» **AIM**: Lay out every entry below as a two-column CSV headed text,answer, one row per entry. Put each entry's wording and its answer in their own quoted fields, and replace any line breaks with spaces.
** start THE DATA **
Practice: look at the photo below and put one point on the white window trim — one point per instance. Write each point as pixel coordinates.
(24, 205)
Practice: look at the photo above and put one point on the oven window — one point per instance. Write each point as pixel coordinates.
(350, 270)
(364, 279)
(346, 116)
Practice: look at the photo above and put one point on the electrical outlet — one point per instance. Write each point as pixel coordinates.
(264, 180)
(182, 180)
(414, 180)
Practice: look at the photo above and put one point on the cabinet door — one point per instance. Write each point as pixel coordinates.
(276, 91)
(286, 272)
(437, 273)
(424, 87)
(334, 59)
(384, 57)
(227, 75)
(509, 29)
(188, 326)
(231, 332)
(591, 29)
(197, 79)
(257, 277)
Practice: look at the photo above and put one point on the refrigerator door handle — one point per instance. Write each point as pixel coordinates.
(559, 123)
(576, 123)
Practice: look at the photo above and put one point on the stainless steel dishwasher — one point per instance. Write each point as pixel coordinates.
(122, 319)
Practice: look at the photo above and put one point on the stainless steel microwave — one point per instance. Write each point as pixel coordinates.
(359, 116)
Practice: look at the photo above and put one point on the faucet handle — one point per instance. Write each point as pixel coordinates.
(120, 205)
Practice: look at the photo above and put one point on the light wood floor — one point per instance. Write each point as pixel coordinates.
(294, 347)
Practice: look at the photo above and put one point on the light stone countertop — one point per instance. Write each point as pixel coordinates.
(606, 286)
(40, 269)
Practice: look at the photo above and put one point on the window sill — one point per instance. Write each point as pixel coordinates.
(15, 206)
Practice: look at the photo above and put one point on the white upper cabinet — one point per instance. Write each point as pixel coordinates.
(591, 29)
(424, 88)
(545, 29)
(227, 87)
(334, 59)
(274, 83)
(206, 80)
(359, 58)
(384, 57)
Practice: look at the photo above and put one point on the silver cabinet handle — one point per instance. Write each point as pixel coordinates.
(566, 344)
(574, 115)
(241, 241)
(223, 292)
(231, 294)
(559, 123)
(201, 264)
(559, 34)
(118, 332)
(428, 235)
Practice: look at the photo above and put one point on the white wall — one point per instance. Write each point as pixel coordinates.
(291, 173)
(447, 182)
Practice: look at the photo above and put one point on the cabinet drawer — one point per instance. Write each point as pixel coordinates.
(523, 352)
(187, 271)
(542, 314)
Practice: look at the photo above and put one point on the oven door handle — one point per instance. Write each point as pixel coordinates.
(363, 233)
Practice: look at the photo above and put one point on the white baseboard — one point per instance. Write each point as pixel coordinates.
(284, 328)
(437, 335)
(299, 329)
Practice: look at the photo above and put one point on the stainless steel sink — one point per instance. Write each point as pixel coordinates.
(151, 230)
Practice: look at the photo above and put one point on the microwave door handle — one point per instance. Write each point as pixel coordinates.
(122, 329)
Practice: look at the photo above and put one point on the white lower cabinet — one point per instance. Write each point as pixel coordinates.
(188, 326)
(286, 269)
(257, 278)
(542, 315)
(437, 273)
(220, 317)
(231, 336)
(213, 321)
** end THE DATA **
» **FULL OUTPUT**:
text,answer
"Practice: look at the photo below and put one point on the white window trim — one point per instance. Write each point as pixel coordinates.","(24, 205)"
"Practice: look at the photo above and put one point on the oven window — one point per instance. Write each point as pixel coordinates.","(350, 270) (364, 279) (346, 116)"
"Practice: look at the photo above and put one point on the electrical outlet — one point per instance. Write each point as pixel coordinates.","(264, 180) (182, 180) (414, 180)"
"Practice: look at the photo above and put one point on the cabinet door — one point per instance. Write each point as pixel coordinates.","(276, 91) (286, 272) (437, 273) (424, 87) (334, 59) (384, 57) (227, 75) (509, 29) (188, 326) (231, 332) (591, 29) (197, 79) (257, 277)"
"Practice: look at the photo above and put one point on the refrigerator door handle — one point per instance. Write each point as pixel coordinates.","(559, 123) (576, 123)"
"Practice: look at the photo above and put one point on the stainless steel dishwasher — one point per instance. Write each point as pixel coordinates.","(122, 319)"
"Practice: look at the photo above and put one point on the stainless steel microwave — one point per instance. Write each point as pixel coordinates.","(359, 116)"
"Practice: look at the photo above and put one point on the faucet handle — one point per instance. Write each point as pixel coordinates.","(120, 205)"
"Practice: look at the photo above and put one point on the light wood floor — one point per instance. Write each point as pixel coordinates.","(294, 347)"
"Practice: look at the photo above and put one point on the light stone countertop — one point per instance. Write each point as pixel coordinates.","(606, 286) (40, 269)"
"Practice: look at the photo above and put one point on the window sill — one point per instance. Write each point as pixel coordinates.","(15, 206)"
"Practice: look at the photo above and put one point on the white upper cabinet — one point per instance. Write each point as pixel coordinates.","(591, 29) (424, 88) (545, 29) (227, 87) (334, 59) (274, 83) (206, 80) (359, 58) (384, 57)"
"Practice: look at the photo above and put one point on the silver cabinet handle — one point per instance. Write each point as pixel coordinates.","(566, 344) (574, 115) (241, 241) (223, 292) (231, 294) (559, 123) (201, 264) (559, 34) (118, 332) (428, 235)"
"Practice: look at the photo above and put one point on the white wall — one point per instance. Write each point as pixel coordinates.","(291, 173) (447, 182)"
"Practice: look at the photo above and put one point on the cabinet drawer — one point per instance. Write each point as pixel coordinates.","(523, 352) (187, 271) (542, 314)"
"Practice: look at the photo above and put one point on the oven door handle — one point per instance. Write each point as pixel coordinates.","(363, 233)"
"Practice: look at the photo above and put one point on the white baseboard — one point per instance. Write each point as pixel coordinates.","(284, 328) (437, 335) (299, 329)"
"Practice: look at the photo above and put one point on the stainless steel sink — one point per instance. Write each point as pixel coordinates.","(151, 230)"
"Practice: look at the photo above and put one point on the microwave door handle — one point per instance. Write each point as pixel coordinates.","(122, 329)"
"Practice: look at the photo above and put one point on the white lower cabinet — one point per instance. Write each point as pixel coordinates.","(188, 326) (286, 269) (257, 278) (542, 315) (437, 273) (220, 317) (231, 336) (213, 321)"